Things to do:
a. In the passage on appraising electronic records, at what level do the four proposed criteria apply?
b. Pick up the passage on appraising electronic records right after its final sentence and carry it forward.

Electronic records have unique characteristics.  This paper explores some of those in terms of appraisal, and proposes four criteria specific to electronic records.  It also discusses at what level of appraisal these criteria would best be applied.

 

The introduction of the macro-appraisal model clearly established appraisal as a hierarchical exercise.  That model is designed to isolate key areas where the best records are likely to be located by examining the structure and functions of the creating agency.  The appraisal of the actual record series follows the identification of those key areas.   Terry Cook cautions that

 

It is important to recall that there are several factors at this later stage which can refine or reverse a positive decision made by using the macro-appraisal model.[2]

 

At this lower level archivists look at the different series to determine which of them best fulfil the values sought or identified at the macro-appraisal level.  As well various criteria are applied, such as completeness, uniqueness, barriers to accessibility, relationship with other archival holdings, etc.  While these criteria remain relevant and applicable to the appraisal of electronic series, the separability of content, structure and context - the three components of a record, along with other characteristics unique to electronic records, suggest that these "traditional" criteria are not sufficient in themselves to fully appraise electronic record series.  The four new criteria proposed in this paper apply at one level lower yet than what I have referred to as series level appraisal, thus two levels below macro/functional appraisal.  Paraphrasing Cook, one might say that there are several factors at this later stage that can refine or reverse a positive decision made at the series level.

Records supplied:
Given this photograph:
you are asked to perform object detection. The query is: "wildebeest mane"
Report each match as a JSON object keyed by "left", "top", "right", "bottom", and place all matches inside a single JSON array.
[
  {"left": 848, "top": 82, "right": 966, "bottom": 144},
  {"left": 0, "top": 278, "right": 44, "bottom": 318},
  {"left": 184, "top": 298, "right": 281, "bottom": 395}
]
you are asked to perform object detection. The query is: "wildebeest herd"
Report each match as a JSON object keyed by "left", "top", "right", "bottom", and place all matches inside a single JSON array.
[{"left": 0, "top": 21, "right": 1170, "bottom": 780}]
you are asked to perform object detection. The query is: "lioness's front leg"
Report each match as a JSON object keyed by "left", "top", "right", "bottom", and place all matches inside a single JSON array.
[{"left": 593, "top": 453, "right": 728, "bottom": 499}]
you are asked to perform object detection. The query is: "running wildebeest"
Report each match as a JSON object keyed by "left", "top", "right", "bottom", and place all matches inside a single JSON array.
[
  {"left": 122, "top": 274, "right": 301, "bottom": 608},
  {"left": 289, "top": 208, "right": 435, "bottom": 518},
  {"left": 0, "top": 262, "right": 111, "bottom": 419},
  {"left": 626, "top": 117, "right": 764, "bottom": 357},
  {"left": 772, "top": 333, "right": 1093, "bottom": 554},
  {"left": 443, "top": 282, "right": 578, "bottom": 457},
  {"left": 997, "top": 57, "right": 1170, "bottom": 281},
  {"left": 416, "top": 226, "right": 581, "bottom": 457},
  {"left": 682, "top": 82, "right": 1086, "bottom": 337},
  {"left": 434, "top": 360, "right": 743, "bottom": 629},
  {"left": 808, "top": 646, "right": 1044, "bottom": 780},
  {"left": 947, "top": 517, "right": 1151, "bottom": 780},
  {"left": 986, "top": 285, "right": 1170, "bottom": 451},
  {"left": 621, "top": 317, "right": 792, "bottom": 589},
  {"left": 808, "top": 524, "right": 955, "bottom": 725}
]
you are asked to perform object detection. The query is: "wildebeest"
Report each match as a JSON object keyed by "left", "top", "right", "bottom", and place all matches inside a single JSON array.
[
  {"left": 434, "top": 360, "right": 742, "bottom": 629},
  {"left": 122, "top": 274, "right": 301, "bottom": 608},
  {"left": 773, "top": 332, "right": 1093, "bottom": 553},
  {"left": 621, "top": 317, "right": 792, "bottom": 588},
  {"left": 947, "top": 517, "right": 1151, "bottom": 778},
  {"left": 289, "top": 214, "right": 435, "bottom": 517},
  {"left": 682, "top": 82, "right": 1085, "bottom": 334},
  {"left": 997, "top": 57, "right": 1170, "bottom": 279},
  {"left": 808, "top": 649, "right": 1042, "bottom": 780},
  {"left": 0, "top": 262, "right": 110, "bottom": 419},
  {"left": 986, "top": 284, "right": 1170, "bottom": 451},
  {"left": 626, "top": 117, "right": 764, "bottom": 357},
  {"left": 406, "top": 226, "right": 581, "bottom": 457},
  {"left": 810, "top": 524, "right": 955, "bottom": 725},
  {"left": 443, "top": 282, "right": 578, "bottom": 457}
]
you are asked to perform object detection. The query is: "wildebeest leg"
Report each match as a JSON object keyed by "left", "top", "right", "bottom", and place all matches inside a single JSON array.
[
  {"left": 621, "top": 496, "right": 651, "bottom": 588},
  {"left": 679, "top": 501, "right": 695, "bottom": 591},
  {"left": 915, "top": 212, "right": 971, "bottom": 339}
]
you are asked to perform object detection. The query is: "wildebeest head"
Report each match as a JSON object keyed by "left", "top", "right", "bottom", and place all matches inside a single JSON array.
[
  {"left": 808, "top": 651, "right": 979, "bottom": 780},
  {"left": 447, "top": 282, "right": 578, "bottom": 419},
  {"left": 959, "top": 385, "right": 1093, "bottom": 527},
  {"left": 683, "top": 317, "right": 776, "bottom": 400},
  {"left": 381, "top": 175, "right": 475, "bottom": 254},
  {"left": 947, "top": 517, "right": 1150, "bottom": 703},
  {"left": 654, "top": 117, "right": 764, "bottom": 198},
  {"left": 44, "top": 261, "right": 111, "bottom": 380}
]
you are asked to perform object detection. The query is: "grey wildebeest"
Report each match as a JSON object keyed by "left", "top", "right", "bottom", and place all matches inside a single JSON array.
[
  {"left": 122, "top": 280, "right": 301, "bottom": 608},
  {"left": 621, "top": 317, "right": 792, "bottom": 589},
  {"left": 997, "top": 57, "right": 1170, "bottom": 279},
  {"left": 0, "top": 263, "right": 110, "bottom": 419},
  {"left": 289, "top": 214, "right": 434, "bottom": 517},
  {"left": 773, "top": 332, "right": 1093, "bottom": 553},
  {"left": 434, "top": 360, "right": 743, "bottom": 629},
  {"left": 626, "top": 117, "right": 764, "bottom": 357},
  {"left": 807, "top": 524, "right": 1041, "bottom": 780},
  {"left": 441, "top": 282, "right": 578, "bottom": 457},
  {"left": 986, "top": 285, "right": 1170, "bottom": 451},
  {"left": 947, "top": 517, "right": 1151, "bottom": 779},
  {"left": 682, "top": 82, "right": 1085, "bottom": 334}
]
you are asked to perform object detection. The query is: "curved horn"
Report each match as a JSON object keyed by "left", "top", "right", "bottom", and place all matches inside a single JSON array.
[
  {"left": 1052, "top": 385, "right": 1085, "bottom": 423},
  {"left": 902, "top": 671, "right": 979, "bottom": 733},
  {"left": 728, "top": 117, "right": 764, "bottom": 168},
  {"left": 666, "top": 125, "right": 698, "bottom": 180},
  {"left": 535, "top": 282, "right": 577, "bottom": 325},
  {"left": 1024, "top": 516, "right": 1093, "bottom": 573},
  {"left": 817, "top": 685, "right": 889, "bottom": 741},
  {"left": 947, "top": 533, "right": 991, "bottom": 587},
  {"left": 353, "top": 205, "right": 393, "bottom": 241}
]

Answer set:
a. They apply one level below series level appraisal, which is two levels below macro/functional appraisal.

b.
            There is a need to appraise at this lower level because the component facets of a record - context, content and structure - are independent of each other as well as of their medium in the electronic environment. With every migration, whether it occurs while the records are still operational, at point of transfer to an archives, or while in the custody of the archives, some aspects of the context, content and structure are affected.  The National Archives of Australia acknowledges this fact as follows:

 

In the electronic environment we consider that the ‘original’ means the content, structure and context of the original transaction but not all the attributes present in the original software or hardware platform. It is inevitable that some losses will occur at the point of migration from one version of the software to the next or one platform to the next but this is acceptable as long as the aspects of the record required for evidence are preserved.[3]

 

It is therefore critical for archivists to determine what the essence of the record is in order to ensure that "the aspects of the record required for evidence are preserved."

 

            This paper uses the definitions contained in the National Archives of Australia's publication Keeping Electronic Records. Content is defined as "That which conveys information e.g., the text, data, symbols, numerals, images, sound and vision."  Structure is "The appearance and arrangement of the content e.g., the relationships between fields, entities, language, style, fonts, page and paragraph breaks, links and other editorial devices."  And context is "The background information which enhances understanding of technical and business environments to which the records relate e.g., metadata, application software, logical business models, and the provenance (i.e., address, title, link to function or activity, agency, program or section)."[4]

 

In addition to the independence of the content, structure and context, records in the electronic environment have unique characteristics.  Harold Naugler noted several of these and I have summarized them as follows:

§         durability

§         lifespan

§         maintenance

§         ease of editing, copying erasure and reformatting (manipulability)

§         ease of manipulation, including the difficulty of tracing manipulation

§         need for supporting documentation to describe the contents, arrangement, codes, and technical characteristics

§         need for specialized personnel for the processing and maintenance of the records, introducing a new player in the normal clique of archivist, creator and user.[5]

 

From these unique characteristics I propose four appraisal criteria: 

1.       Durability,

2.       Presentation/Rendering,

3.       Manipulability, and

4.       Technical Context.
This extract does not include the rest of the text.